▸ **Activity list**:
1 - Rewrite the passage of the article on the Guatemala nursing trip from "Students and faculty rode" up to and including "about proper hygiene.", replacing "Approximately" with "Roughly".
2 - Answer these questions from the article on the Guatemala nursing trip:
(a) On which dates did the trip to Guatemala City take place?
(b) Until what age may inmates at the women's prison keep their children with them?
(c) About how many girls live at the rural orphanage?

▸ **Source extract**:
From May 10 – 17, The Leap, an initiative started by nursing students Katie Battani and Jenna Elliot, took a group of UTC Nursing students and faculty to Guatemala City.
While in Guatemala, The Leap provided health education primarily to women and children, teaching topics like nutrition, proper hand washing, and dental hygiene. They were also able to take a donation of medical supplies to students pursuing medical degrees.
“Hand washing education will solve a lot of problems, so for us, it wasn’t just caring for a cut right now, it was teaching them to keep it from getting infected,” said Battani.
UTC students and faculty visited La Limonada, a city ghetto; the Guatemala City Dump, which serves as a ghetto for the severely impoverished; an orphanage for HIV positive children; a girls’ orphanage; and a women’s prison where inmates are permitted to keep their children with them until the age of four.
“We didn’t hand out lots of medications, but that’s the nice thing about nursing. It’s not always giving someone a pill to fix their problems. That’s what was brought home to these students,” said Dr. Chris Smith ’97, Director of the UTC School of Nursing.
Students and faculty rode a brightly painted “chicken bus” – an old Bluebird school bus – down a road that may have been little more than a dried up creek bed to get to the girls’ rural orphanage. Approximately 50 girls from age 5 – 16 live there. The group of students and faculty spent three days at the orphanage, where the girls were treated for worms and lice and educated about proper hygiene.

▸ **Data provided**:
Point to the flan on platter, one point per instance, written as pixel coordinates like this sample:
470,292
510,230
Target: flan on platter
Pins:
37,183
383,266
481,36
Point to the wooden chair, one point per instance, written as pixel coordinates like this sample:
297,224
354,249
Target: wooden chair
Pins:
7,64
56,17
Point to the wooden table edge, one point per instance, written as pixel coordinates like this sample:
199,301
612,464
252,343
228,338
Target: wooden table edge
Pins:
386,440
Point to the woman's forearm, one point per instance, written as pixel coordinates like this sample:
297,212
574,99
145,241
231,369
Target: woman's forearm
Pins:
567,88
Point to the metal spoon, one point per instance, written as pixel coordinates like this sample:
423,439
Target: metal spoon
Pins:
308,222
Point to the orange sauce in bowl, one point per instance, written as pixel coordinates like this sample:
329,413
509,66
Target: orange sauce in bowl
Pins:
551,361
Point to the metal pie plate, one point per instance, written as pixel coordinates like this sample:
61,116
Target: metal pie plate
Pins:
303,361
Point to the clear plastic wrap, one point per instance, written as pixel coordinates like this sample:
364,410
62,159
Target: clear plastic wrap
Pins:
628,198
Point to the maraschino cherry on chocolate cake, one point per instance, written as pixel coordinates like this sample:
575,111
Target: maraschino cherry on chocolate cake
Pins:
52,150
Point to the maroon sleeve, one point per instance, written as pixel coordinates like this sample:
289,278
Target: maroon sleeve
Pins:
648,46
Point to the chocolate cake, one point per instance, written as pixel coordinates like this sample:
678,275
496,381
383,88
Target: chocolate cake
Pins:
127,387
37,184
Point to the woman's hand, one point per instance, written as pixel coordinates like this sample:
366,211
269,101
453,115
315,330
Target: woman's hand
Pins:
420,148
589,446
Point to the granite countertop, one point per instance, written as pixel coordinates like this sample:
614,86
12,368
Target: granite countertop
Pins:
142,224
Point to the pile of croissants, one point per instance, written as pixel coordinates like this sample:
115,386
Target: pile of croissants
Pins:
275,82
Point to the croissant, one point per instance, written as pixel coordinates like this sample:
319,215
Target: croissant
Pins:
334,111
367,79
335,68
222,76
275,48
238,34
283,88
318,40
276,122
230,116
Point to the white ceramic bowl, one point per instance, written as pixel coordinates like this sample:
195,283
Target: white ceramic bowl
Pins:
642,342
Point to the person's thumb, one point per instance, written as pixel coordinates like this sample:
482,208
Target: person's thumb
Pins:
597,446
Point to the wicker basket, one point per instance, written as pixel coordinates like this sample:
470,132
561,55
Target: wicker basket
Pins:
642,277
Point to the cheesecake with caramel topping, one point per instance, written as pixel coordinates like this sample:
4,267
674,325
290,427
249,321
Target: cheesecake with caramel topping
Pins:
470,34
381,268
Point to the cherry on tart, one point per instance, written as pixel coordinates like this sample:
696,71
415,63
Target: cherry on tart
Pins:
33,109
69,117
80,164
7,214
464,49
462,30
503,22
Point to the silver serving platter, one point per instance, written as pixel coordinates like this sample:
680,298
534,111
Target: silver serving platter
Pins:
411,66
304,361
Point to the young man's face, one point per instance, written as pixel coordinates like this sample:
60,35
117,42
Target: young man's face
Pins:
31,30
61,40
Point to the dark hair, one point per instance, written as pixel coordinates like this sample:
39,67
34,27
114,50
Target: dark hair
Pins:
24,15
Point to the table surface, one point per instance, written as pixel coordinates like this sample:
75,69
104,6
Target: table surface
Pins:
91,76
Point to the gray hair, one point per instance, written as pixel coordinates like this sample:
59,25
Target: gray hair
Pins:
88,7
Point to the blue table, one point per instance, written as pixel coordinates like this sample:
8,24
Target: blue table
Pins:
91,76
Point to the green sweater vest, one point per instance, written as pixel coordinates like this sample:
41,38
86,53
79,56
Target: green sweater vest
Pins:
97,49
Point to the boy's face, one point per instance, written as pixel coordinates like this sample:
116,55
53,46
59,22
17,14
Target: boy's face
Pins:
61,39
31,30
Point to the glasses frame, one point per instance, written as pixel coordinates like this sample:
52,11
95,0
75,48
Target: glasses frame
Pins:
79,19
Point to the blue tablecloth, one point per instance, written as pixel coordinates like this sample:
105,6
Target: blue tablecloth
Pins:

▸ **Results of the exercise**:
1 -
Students and faculty rode a brightly painted “chicken bus” – an old Bluebird school bus – down a road that may have been little more than a dried up creek bed to get to the girls’ rural orphanage. Roughly 50 girls from age 5 – 16 live there. The group of students and faculty spent three days at the orphanage, where the girls were treated for worms and lice and educated about proper hygiene.

2 -
(a) May 10 – 17.
(b) Four.
(c) Approximately 50.